▶ WORK REQUEST
Your output is the line containing "Record the location of each instance of the gravel" plus all lines after it to the end of the records, reproduced exactly, with nothing else.

(Stored items)
•••••
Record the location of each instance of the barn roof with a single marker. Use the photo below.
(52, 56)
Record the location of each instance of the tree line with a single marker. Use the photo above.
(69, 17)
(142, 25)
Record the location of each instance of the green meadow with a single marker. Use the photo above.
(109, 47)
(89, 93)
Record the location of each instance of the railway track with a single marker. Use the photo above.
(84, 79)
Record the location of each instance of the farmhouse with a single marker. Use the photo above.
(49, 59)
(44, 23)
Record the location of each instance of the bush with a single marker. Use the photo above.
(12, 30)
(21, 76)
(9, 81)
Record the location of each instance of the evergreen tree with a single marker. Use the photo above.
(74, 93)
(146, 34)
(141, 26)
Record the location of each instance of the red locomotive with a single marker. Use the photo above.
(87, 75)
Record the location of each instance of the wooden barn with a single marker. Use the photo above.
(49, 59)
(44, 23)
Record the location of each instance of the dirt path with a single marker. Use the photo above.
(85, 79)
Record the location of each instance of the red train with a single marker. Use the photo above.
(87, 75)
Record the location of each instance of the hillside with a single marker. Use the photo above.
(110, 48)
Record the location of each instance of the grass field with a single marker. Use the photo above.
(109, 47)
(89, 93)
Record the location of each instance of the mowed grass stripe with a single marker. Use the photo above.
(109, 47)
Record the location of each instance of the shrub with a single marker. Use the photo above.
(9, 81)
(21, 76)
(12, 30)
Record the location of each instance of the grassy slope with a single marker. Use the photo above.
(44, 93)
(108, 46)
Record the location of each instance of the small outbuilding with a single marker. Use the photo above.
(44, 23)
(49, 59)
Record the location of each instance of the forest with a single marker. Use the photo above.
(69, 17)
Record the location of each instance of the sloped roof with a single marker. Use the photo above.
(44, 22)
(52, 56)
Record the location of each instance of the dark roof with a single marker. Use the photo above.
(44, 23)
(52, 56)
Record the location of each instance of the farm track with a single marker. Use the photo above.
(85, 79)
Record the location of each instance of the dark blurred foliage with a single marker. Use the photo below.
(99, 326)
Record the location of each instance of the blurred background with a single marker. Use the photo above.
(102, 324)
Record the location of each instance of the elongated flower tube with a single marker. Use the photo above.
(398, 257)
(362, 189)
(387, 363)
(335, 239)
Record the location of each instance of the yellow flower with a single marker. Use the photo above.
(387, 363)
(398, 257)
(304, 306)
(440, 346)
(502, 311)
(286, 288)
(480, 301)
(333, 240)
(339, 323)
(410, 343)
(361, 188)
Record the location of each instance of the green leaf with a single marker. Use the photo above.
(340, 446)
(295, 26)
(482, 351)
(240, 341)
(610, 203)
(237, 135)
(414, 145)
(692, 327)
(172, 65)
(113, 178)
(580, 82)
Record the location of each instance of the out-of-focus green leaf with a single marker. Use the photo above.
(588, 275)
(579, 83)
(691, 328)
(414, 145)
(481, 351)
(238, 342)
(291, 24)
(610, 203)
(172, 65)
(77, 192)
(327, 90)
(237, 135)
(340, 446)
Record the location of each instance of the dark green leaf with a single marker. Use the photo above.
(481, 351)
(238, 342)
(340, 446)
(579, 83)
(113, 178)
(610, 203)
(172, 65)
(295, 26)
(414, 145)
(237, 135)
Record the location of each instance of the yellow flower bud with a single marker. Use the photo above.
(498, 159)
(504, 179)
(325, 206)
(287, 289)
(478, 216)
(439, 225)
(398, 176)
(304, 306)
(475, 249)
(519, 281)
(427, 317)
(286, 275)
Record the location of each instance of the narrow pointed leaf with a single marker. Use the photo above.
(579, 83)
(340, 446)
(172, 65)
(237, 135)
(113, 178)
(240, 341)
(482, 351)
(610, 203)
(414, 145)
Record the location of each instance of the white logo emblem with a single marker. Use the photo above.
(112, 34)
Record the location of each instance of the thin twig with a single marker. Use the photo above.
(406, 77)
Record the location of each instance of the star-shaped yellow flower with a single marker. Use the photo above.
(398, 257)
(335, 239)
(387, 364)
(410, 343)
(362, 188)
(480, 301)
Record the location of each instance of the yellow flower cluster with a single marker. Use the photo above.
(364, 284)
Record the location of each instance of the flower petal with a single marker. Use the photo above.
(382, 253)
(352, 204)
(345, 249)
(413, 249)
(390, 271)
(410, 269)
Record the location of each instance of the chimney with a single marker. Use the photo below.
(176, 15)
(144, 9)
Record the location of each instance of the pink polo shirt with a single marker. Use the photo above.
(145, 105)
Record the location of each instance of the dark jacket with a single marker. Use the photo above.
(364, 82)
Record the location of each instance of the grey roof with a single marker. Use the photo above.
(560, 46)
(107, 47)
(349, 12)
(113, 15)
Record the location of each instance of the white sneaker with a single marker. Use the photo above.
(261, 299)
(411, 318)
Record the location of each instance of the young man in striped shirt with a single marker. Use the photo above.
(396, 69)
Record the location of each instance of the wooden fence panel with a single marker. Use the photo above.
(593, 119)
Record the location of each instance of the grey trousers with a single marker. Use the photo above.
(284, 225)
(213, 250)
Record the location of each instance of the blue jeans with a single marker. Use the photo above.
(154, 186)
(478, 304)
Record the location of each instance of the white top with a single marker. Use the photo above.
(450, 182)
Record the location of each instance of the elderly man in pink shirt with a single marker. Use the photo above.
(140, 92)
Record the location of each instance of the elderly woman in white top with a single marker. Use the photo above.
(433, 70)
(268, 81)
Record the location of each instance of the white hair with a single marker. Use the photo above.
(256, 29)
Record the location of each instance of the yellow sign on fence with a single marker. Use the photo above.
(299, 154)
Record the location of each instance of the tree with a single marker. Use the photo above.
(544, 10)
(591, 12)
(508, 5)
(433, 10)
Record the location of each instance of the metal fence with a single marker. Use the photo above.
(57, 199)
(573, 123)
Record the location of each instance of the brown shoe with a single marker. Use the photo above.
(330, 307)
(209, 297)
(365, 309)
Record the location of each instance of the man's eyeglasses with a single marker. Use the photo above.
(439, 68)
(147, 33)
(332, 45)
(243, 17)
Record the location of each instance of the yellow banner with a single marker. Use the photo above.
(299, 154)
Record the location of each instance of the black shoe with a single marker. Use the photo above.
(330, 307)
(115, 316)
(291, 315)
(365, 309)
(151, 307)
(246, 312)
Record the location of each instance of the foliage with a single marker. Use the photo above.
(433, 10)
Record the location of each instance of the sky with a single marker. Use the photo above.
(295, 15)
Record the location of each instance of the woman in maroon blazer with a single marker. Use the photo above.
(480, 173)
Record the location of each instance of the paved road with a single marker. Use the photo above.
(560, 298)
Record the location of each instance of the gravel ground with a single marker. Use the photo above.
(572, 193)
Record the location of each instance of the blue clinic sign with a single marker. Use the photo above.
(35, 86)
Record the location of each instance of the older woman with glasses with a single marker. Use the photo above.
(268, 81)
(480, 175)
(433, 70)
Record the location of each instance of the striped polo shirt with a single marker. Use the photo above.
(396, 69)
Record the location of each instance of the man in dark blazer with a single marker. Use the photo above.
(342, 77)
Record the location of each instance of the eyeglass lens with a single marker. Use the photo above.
•••••
▶ WRITTEN ANSWER
Record the location of each instance of the gravel ground with a single marker. Use the photo above.
(572, 193)
Record the location of each instance of the blue clinic sign with a single marker. Use the photo above.
(35, 86)
Record the location of each instance of the older woman with glasses with a single marker. Use the photo above.
(268, 81)
(480, 175)
(433, 70)
Record the location of each instance of the striped polo shirt with a single marker. Use the photo above.
(396, 69)
Record the location of each instance of the man in dark blazer with a single marker. Use the photo above.
(342, 77)
Record the location of each instance of the eyeglass lens with a single marker. Use the photo above.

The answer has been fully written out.